* **What needs to be done**: All of the data should be copied exactly, with the pictures left out.

* **Supplied information**:
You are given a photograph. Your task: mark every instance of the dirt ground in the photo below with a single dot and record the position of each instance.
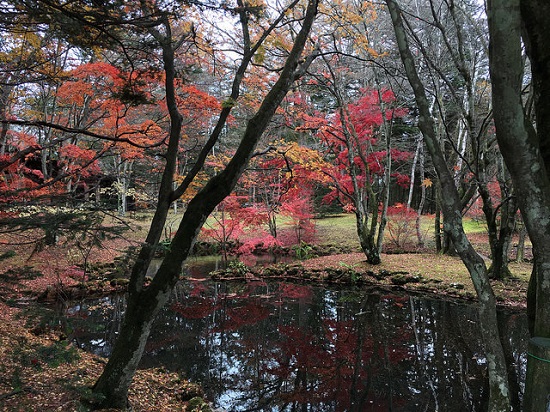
(40, 370)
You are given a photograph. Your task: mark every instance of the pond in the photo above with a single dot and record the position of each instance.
(285, 347)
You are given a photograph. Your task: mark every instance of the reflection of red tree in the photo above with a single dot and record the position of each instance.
(294, 291)
(195, 308)
(338, 366)
(252, 312)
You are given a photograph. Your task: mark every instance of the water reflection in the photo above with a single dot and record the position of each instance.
(280, 346)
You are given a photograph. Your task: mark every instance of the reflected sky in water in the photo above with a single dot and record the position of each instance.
(285, 347)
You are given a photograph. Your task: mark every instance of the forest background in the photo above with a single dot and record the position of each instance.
(109, 111)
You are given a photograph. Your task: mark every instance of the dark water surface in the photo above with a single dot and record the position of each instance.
(281, 346)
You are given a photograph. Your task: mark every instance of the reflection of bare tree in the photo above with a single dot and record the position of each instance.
(288, 347)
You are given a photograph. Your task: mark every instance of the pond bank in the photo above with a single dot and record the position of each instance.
(26, 377)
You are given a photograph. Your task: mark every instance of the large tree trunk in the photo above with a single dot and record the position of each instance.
(145, 303)
(526, 156)
(451, 206)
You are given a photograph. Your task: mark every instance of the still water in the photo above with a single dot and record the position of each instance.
(283, 347)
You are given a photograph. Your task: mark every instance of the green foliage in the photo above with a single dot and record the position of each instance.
(303, 251)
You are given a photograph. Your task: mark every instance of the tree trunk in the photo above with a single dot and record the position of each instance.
(523, 153)
(143, 304)
(451, 206)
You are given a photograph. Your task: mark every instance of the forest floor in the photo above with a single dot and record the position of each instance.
(41, 370)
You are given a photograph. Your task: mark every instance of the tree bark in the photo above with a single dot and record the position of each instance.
(451, 206)
(525, 154)
(144, 303)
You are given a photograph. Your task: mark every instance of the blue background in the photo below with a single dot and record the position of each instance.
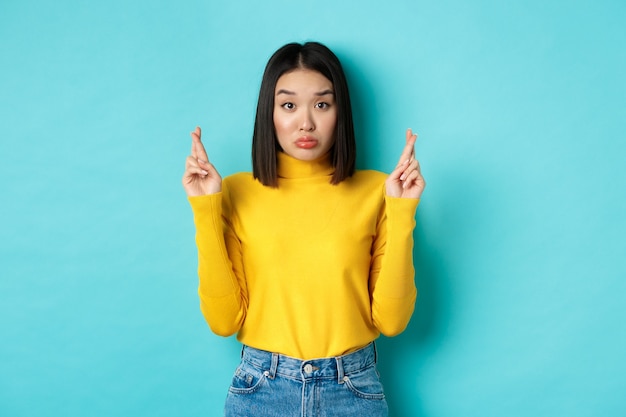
(521, 110)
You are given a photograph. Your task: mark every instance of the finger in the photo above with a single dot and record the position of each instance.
(411, 166)
(408, 152)
(410, 179)
(398, 171)
(197, 149)
(194, 167)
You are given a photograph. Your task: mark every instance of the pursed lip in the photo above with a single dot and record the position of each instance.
(306, 142)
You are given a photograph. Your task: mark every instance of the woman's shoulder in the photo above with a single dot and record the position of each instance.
(369, 175)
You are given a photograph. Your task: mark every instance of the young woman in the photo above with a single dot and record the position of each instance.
(307, 260)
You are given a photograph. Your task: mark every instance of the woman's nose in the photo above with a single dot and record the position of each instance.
(307, 124)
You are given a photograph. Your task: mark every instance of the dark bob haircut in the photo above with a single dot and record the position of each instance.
(311, 56)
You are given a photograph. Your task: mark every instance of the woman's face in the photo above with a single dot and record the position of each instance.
(305, 114)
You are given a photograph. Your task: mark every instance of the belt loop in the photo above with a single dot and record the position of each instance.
(375, 352)
(340, 371)
(274, 365)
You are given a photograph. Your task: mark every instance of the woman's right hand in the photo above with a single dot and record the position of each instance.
(200, 177)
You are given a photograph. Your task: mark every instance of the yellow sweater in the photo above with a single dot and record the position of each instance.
(308, 269)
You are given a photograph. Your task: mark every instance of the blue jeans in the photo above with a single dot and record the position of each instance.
(269, 384)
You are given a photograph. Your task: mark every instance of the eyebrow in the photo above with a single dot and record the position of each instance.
(291, 93)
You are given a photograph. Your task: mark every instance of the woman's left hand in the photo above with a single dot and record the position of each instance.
(406, 180)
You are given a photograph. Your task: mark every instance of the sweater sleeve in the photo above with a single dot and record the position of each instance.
(222, 289)
(392, 273)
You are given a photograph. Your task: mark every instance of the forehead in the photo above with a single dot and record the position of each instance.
(303, 80)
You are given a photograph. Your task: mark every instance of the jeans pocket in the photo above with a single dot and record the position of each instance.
(247, 379)
(365, 384)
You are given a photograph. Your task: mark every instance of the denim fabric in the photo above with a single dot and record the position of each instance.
(268, 384)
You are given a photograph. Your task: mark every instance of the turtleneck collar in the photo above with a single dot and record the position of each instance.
(289, 167)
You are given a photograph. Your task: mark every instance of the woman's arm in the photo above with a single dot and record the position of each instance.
(392, 274)
(222, 295)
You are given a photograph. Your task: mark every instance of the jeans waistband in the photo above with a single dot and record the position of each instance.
(335, 367)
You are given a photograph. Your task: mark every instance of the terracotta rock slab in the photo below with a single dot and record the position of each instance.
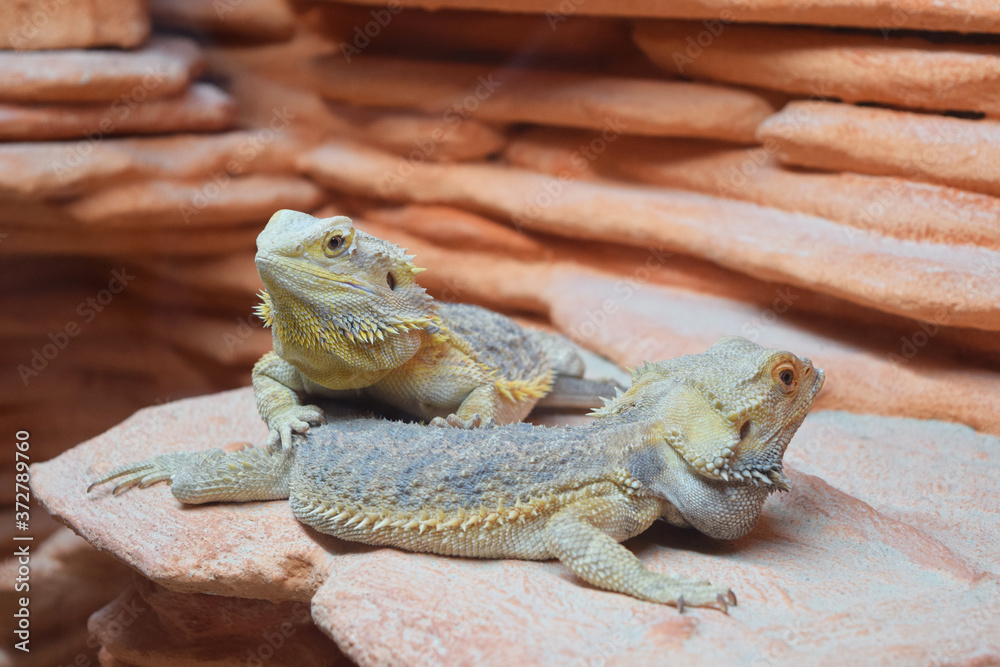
(646, 107)
(954, 15)
(421, 136)
(766, 243)
(921, 147)
(149, 626)
(450, 34)
(147, 242)
(644, 308)
(228, 564)
(163, 67)
(821, 569)
(249, 19)
(887, 205)
(68, 580)
(202, 107)
(225, 199)
(855, 68)
(38, 24)
(50, 169)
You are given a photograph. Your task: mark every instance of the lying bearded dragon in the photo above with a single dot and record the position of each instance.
(696, 440)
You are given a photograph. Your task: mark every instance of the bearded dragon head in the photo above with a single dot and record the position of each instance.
(327, 282)
(730, 412)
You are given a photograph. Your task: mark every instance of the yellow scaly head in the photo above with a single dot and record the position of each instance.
(729, 412)
(328, 283)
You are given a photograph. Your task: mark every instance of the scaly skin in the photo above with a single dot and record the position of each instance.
(696, 440)
(346, 313)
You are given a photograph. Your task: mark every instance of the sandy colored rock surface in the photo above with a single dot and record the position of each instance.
(421, 137)
(884, 204)
(202, 107)
(224, 199)
(458, 230)
(148, 242)
(149, 626)
(247, 19)
(884, 557)
(450, 34)
(68, 580)
(875, 271)
(645, 308)
(844, 137)
(163, 67)
(955, 15)
(37, 24)
(549, 97)
(816, 63)
(49, 169)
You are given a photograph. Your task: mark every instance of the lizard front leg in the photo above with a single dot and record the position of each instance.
(585, 535)
(481, 407)
(276, 384)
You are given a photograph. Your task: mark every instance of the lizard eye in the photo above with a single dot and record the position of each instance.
(784, 376)
(335, 243)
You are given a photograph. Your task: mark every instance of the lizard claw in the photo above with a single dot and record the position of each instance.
(454, 421)
(294, 419)
(144, 473)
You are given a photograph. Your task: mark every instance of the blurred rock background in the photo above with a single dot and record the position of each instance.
(644, 177)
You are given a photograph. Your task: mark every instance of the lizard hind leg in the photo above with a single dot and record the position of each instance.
(208, 476)
(585, 534)
(148, 472)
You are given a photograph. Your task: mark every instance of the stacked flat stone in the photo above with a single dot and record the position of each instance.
(122, 166)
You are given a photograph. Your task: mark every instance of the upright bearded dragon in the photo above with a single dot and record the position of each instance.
(346, 313)
(697, 441)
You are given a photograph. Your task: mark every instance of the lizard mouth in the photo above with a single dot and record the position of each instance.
(756, 456)
(273, 269)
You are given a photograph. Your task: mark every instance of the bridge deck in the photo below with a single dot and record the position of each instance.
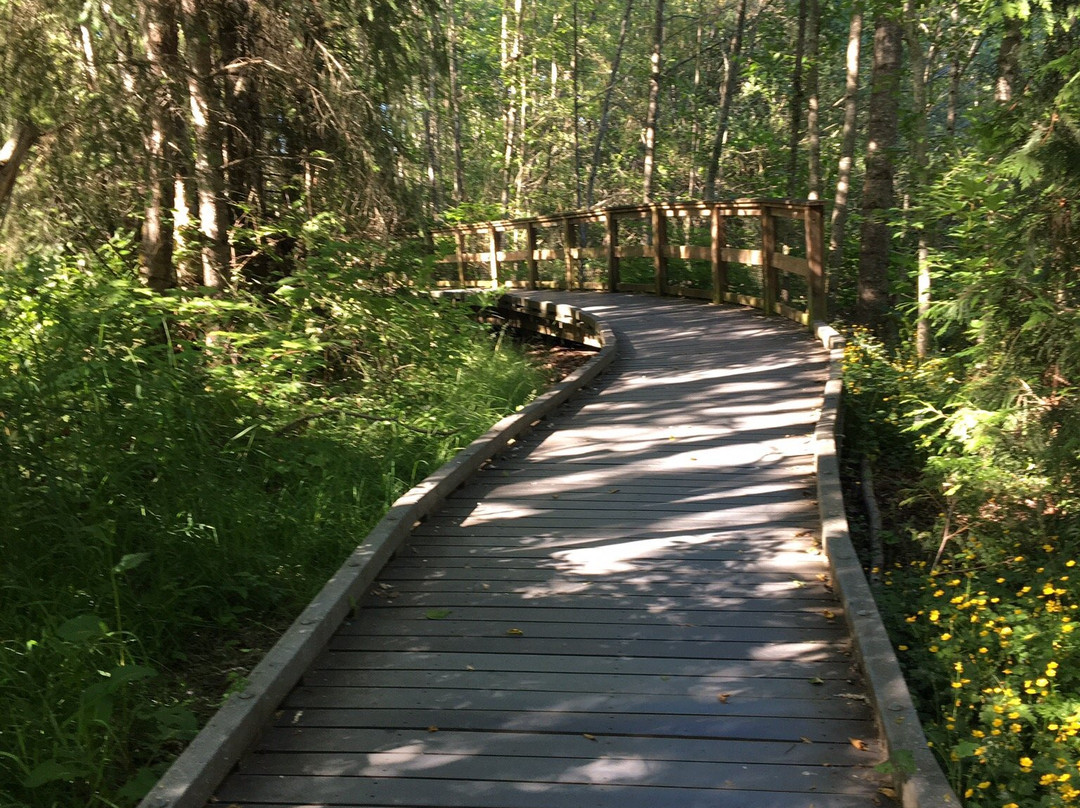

* **Output**:
You are given a photograph. Your task: mark every instance of the dirt ground in the photo below with a single dot and record the position of each instance.
(40, 370)
You are given a photograph. Your task: mark every instance of the pond in the photo above with a single dot and record the position of each instance.
(285, 347)
You are given a photograph. Your task: mark every instance of the reflection of red tree in the photo above with a single dot and record the position of each instance.
(294, 291)
(195, 308)
(338, 366)
(252, 312)
You are given a photograph. Your task: mark every instance of the water reflection in the photo above with a single dot and record the position of each instance.
(280, 346)
You are given a photograph. Your task: mark every instance of the reflected sky in water in the photo above with a single dot and record the position of each instance.
(285, 347)
You are given a photograph. Your task: mark every instance of the forest background in the photo above with a single dot and record the position of each instance.
(109, 111)
You are given a photograph. Your task: mark every instance of the dark water surface in the photo above with a single dot and record the position of each instance.
(281, 346)
You are given a photograph. Your task: mark every instance of the reflection of bare tree in the photo above with a single dot and record the position of each instance.
(288, 347)
You are given a photograph. Your task: mark every instance of the pond bank in the photo above with a single dot and record the position of each instance.
(26, 377)
You are given a photograph. Your task: mark every instance of the large tree trunk in the photo above with a single dot and record the position of each instance.
(145, 303)
(526, 156)
(451, 206)
You are given a photograph. Your task: mark every instance of the still water in the photo above with a single dot and record the position of each instance.
(283, 347)
You are given a photograph. Your task: mark every instance of the green foliage in the photo above with a single dot and record the position of each instance.
(303, 251)
You are given a photograph. Your task: mark every instance of the tree trunk in the photo above with a single dot and record the position of each instance.
(523, 153)
(143, 304)
(451, 206)
You are given a photograph. Your task: mark every instance of the forest floor in the photo above with a single dot and record the position of each instance.
(41, 370)
You are given a photograph. Your task: mark every instance of the tree bark in the photo above with a single dot and record the position of each instance.
(451, 206)
(525, 154)
(144, 303)
You are given a photograph. Your task: mark every instance of the blue background in the photo below with a single dot and record the position of each instance.
(521, 110)
You are given a photograph. Your task: mark every instance of the finger in the photo above with a single dot and record the position of each instance.
(411, 166)
(408, 152)
(410, 179)
(398, 171)
(197, 149)
(194, 167)
You are given a photograph. Your task: mark every instance of the pursed lip in the photo above with a single dot and record the position of each instance.
(306, 142)
You are given a photograph. Your task: mark every instance of the woman's shoulder in the photo above with a single dot and record the position of each instance.
(369, 175)
You are given a photograph. Your task: mark every instance of the young woman in the photo above with a single dot and record the position of each instance.
(307, 260)
You are given a photograph. Your task: mark every instance of the woman's nose in the photo above with a single dot and record the position of each instance.
(307, 124)
You are given a photograph. Your task: mark every instance of the dark bob haircut in the photo above with a single dot and record the position of each instance.
(311, 56)
You are given a photograph. Your task: mark every instance of the woman's face in the photo above with a single dot and record the position of each instance.
(305, 114)
You are given a photograph. Your task: mark every instance of the belt loop in the photo above with a single dot and record the position of each instance.
(375, 352)
(340, 371)
(274, 365)
You are given a photograph. Your task: mark every instance of the woman's right hand in the photo above with a single dot and record the position of each instance.
(200, 177)
You are given a photograph. Your task: mark every instance of the yellow sweater in the photo above with a single dot and record the position of each instance.
(308, 269)
You are given a photograph. Your task: mark every instance of the blue jeans in the photo above with a single dot and record the position of each instance.
(269, 384)
You are given a photograph. Your task: mark every instance of the eyebrow in the photo above with a single dot and record the position of each instance.
(291, 93)
You are given a photograph. Your task: mark every instance of the woman's left hand in the photo above with a single dot and record the position of each instance.
(406, 180)
You are given a photograph. Your task: mark every instance of the sweater sleeve in the photo above with a single dot and record the position of each instance.
(222, 289)
(392, 273)
You are given a photograph. Your task: mark every instance of the forehead in the photo above with a single dot and record the position of each instance.
(303, 80)
You are given a photograph. Your task: mark every instance of the jeans pocket in the photo above with a single dot and record the position of each instance.
(247, 379)
(365, 384)
You are given a photograph. Your task: mark every instance of the denim fabric in the photo above with a single dot and record the position of each instance.
(268, 384)
You are given a photograph. Your task: mark every instance of the turtleneck collar in the photo above with a single dot and record the position of each instance.
(289, 167)
You are given a photograph. Your task: mark every instance of the woman's arm in the photo above with a single dot and record the position of each instance.
(392, 274)
(222, 295)
You are given a photograph. Your task: mark every instance of the jeans waistband in the photo above with a single dot and record the position of each instance.
(335, 367)
You are given a photograph. Your task: mark every instance of the terracotta rock slab in the photo below with a single dot and record the position of each instance.
(646, 107)
(954, 15)
(421, 136)
(766, 243)
(921, 147)
(149, 626)
(450, 34)
(147, 242)
(644, 308)
(228, 564)
(163, 67)
(821, 569)
(249, 19)
(887, 205)
(68, 580)
(202, 107)
(225, 199)
(855, 68)
(38, 24)
(50, 169)
You are given a photograph. Your task: mark every instance of the lying bearded dragon in the photo above with a single dot and record the position of each instance.
(696, 440)
You are given a photograph. Your task: mark every instance of the bearded dragon head in the photo above with a single dot and record the position of each instance.
(327, 282)
(730, 412)
You are given a photograph. Your task: mark every instance of the yellow scaly head in the photo above with a single dot and record the position of each instance.
(729, 412)
(328, 283)
You are given a photograph. Your task: mark every instance of the scaly skin in the photo above with a single dot and record the position of each instance.
(696, 440)
(346, 313)
You are given a photograph. Your task: mark every instance of the sandy colored rock surface in the photo above with a single dot and record the position of each instance.
(421, 137)
(884, 204)
(202, 107)
(224, 199)
(458, 230)
(148, 242)
(149, 626)
(247, 19)
(884, 557)
(450, 34)
(68, 580)
(875, 271)
(645, 308)
(844, 137)
(163, 67)
(955, 15)
(37, 24)
(549, 97)
(816, 63)
(49, 169)
You are given a photograph. Your task: mark every instance of the lizard front leg in the photo above with a single dot and record the position of each instance.
(585, 535)
(481, 407)
(276, 384)
You are given a photograph. Your task: mark every instance of the lizard eye in the photo above with a single dot and record the position of each instance.
(784, 376)
(335, 243)
You are given a photograph. Your task: mark every instance of the lizard claw in the photo above with a single dot and record the position of each instance.
(454, 421)
(294, 419)
(144, 473)
You are given a photograph. Your task: mark every instance of the blurred rock background in the photo above with a single dot and record the position of each instance.
(644, 177)
You are given a photograph. Your task: mark every instance of the lizard hind leg in the photo above with a single dot and record the position of each instance.
(208, 476)
(585, 534)
(148, 472)
You are given a photograph. Your task: mark every instance of the stacked flat stone in the photo above with a single dot and record the position of each instance.
(122, 166)
You are given a photograph. Your task: mark every instance of the upright bearded dragon in the photo above with a single dot and record the position of each instance.
(346, 313)
(697, 441)
You are given a photograph. Your task: mark every instance of the lizard mouth in the photo above with a single dot and record the position of each instance.
(756, 456)
(273, 269)
You are given a photograph. Your task: mark every instance of the bridge deck in the photo below with a single dot and record the position of each instance.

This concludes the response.